**What the exercise asks**
All lines of the material below that include the string "road" are to be copied.

**Dataset records**
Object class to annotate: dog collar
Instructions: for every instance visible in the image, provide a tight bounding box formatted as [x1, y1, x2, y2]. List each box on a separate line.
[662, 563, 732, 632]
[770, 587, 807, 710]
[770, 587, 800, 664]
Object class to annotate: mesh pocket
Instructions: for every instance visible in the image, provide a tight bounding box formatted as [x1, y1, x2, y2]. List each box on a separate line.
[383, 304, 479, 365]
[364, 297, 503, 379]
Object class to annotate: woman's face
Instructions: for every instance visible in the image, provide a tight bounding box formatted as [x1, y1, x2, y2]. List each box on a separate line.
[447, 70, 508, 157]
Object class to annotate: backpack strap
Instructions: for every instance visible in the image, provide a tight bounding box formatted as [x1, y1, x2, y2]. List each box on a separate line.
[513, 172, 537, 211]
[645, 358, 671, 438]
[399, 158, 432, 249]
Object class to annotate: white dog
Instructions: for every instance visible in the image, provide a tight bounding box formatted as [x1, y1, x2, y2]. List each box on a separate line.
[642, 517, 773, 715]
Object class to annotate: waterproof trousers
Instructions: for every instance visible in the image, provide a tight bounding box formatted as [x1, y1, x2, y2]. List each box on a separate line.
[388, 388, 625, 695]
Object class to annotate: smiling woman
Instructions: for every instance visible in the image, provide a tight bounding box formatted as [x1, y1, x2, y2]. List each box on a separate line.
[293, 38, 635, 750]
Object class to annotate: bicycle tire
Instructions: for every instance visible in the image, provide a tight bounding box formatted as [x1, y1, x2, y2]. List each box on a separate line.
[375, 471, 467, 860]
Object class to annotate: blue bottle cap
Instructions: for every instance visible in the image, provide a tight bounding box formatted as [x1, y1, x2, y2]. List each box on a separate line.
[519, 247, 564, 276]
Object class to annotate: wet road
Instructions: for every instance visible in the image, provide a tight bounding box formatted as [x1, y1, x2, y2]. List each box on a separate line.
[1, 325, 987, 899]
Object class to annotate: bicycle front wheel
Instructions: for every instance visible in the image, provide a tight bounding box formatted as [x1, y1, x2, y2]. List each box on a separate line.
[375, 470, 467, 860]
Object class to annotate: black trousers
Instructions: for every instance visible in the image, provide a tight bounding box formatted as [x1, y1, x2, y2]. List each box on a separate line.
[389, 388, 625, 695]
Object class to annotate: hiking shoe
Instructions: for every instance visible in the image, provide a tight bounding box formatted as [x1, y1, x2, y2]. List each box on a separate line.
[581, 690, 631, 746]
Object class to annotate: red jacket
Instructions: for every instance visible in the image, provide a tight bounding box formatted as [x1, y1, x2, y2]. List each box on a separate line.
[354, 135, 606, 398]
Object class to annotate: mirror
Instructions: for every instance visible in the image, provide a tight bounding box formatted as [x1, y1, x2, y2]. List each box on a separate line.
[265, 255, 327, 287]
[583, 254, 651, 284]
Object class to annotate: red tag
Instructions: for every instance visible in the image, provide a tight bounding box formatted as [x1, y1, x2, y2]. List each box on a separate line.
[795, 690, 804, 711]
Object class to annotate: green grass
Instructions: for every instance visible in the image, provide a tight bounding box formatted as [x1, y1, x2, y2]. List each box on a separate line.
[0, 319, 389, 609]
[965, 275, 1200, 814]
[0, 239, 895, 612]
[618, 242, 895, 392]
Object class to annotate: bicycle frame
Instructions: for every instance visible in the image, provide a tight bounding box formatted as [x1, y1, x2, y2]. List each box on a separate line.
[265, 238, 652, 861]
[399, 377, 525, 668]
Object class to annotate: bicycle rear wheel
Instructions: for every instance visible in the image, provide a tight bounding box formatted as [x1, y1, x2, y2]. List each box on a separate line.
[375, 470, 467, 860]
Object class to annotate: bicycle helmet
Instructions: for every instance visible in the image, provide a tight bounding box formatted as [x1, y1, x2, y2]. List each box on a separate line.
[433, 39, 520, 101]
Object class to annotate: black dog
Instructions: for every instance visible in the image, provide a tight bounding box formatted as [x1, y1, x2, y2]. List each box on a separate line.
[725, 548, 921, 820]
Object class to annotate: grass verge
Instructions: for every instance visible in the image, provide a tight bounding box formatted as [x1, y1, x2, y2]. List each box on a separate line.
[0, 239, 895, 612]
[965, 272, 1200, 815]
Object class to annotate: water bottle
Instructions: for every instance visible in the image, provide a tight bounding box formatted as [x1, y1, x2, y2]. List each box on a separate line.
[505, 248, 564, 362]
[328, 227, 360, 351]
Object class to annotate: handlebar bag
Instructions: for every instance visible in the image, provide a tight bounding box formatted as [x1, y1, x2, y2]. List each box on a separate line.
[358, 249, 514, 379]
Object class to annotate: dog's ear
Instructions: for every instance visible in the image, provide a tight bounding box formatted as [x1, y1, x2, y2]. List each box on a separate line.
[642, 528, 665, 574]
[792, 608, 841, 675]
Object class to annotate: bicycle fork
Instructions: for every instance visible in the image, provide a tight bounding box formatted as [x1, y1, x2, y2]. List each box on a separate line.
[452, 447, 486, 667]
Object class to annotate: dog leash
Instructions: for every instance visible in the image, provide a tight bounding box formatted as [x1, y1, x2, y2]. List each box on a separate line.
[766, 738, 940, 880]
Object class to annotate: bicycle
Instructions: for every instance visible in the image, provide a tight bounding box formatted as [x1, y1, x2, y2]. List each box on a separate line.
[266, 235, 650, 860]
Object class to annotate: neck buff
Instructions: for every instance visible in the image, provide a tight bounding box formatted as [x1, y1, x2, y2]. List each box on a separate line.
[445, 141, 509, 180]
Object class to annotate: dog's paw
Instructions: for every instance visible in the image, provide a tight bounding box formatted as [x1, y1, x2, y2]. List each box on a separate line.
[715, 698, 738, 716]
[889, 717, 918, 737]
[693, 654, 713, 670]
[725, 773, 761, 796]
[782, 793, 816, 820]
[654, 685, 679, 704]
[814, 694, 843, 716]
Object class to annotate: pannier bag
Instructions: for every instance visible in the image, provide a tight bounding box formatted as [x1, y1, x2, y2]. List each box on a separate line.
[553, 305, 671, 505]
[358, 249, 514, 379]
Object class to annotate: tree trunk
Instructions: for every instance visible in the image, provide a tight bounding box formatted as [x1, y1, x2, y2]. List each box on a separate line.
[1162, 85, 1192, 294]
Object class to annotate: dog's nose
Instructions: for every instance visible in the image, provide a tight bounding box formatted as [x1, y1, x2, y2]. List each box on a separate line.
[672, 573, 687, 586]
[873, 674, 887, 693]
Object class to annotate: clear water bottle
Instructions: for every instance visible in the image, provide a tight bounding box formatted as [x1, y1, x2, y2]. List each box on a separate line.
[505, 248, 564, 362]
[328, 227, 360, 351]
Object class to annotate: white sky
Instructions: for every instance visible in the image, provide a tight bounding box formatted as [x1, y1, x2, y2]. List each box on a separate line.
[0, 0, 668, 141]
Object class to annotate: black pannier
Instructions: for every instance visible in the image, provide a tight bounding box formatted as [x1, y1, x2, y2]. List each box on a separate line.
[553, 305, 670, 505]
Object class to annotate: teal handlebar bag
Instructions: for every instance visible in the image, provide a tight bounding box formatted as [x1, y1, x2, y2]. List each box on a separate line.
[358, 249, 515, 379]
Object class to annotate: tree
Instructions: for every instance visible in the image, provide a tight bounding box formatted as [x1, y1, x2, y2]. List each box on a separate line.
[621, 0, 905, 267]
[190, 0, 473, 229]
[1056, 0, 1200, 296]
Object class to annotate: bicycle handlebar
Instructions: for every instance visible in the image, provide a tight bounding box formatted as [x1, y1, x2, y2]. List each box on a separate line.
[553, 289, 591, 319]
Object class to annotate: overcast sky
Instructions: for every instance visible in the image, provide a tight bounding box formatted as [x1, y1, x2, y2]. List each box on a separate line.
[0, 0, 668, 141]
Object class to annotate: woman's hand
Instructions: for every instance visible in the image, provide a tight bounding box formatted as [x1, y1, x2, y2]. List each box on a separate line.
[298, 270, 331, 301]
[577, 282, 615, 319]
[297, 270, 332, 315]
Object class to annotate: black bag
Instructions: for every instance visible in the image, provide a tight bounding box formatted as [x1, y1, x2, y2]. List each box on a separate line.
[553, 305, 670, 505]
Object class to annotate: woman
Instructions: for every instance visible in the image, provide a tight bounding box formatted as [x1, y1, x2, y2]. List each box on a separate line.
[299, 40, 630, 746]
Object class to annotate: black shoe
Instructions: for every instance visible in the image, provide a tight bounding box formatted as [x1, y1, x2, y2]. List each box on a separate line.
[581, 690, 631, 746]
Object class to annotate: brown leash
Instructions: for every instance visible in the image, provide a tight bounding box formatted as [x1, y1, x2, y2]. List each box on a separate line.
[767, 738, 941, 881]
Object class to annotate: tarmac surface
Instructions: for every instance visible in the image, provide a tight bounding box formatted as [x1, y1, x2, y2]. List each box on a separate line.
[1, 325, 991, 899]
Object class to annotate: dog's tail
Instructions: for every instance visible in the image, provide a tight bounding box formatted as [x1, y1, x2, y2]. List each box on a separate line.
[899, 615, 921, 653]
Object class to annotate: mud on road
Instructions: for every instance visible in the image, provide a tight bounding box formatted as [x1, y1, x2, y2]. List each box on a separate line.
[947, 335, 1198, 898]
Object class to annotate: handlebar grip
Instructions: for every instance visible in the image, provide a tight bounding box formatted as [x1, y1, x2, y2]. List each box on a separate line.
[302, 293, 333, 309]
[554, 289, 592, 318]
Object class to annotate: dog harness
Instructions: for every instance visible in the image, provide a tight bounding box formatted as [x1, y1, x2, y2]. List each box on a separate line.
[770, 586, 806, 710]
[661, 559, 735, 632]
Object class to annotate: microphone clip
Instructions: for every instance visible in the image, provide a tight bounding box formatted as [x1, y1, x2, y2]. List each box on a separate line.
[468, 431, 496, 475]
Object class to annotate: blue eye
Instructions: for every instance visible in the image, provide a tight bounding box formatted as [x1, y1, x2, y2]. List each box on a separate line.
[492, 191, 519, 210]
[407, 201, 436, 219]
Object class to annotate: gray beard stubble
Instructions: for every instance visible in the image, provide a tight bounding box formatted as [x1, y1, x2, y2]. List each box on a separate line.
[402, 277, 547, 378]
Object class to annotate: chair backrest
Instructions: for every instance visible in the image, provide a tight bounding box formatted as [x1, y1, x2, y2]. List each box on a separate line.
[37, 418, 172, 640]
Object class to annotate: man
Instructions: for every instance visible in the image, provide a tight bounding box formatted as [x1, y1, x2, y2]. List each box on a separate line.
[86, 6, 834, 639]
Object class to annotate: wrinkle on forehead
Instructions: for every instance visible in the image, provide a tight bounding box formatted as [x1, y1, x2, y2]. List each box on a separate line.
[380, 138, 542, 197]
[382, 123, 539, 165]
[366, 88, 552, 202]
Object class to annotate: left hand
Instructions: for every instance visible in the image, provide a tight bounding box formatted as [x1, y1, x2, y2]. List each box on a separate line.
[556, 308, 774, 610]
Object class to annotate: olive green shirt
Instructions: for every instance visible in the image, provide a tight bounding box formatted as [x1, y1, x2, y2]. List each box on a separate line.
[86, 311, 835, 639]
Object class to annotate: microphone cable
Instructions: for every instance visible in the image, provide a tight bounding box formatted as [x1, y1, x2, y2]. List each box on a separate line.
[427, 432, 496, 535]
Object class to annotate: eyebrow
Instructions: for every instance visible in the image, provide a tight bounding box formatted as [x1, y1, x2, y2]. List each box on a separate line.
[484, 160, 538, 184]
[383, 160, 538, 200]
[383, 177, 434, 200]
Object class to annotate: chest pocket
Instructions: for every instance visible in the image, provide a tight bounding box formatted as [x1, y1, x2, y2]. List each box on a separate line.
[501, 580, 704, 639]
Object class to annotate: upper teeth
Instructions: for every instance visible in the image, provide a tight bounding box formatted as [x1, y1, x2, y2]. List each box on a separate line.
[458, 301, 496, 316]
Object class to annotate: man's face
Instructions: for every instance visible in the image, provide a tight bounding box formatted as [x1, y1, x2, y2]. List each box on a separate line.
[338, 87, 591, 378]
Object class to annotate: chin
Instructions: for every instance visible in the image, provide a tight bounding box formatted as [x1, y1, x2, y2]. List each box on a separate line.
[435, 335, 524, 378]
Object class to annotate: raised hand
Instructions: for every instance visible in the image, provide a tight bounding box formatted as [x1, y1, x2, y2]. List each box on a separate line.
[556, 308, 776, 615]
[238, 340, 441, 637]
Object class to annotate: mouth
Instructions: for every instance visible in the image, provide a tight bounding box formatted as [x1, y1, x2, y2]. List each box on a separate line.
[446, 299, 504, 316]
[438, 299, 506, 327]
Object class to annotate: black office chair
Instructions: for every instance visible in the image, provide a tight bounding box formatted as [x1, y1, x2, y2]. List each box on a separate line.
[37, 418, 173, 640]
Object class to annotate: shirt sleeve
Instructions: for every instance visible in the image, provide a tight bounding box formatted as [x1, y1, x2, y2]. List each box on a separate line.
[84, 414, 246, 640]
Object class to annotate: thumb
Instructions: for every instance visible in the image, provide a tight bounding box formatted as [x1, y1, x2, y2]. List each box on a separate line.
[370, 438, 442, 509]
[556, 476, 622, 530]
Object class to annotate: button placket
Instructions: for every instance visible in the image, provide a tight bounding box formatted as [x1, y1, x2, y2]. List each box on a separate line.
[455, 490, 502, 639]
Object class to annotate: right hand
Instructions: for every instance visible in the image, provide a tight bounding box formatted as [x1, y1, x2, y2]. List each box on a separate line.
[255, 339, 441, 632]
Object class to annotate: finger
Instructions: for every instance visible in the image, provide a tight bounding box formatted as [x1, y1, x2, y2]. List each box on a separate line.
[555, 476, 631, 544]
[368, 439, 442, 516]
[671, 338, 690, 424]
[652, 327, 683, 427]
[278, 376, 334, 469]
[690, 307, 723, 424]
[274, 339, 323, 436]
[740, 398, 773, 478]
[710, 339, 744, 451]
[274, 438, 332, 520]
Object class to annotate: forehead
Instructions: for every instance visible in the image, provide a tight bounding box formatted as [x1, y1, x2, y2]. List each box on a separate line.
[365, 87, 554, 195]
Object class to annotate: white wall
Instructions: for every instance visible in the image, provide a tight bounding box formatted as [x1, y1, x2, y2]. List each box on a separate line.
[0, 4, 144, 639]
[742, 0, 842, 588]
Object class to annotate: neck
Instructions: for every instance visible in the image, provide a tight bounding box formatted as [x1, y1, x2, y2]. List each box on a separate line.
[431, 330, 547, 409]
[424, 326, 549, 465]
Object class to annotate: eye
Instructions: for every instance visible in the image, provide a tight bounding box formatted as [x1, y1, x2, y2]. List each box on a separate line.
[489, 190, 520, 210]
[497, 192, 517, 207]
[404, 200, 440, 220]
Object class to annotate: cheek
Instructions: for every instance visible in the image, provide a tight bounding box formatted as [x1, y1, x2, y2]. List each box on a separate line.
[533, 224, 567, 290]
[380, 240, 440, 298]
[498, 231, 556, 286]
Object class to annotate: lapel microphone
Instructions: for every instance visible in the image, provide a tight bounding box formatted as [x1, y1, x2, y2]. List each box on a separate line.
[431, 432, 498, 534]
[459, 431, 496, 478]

**Task response**
Object class to annotate: wet road
Object class to annotate: mud on road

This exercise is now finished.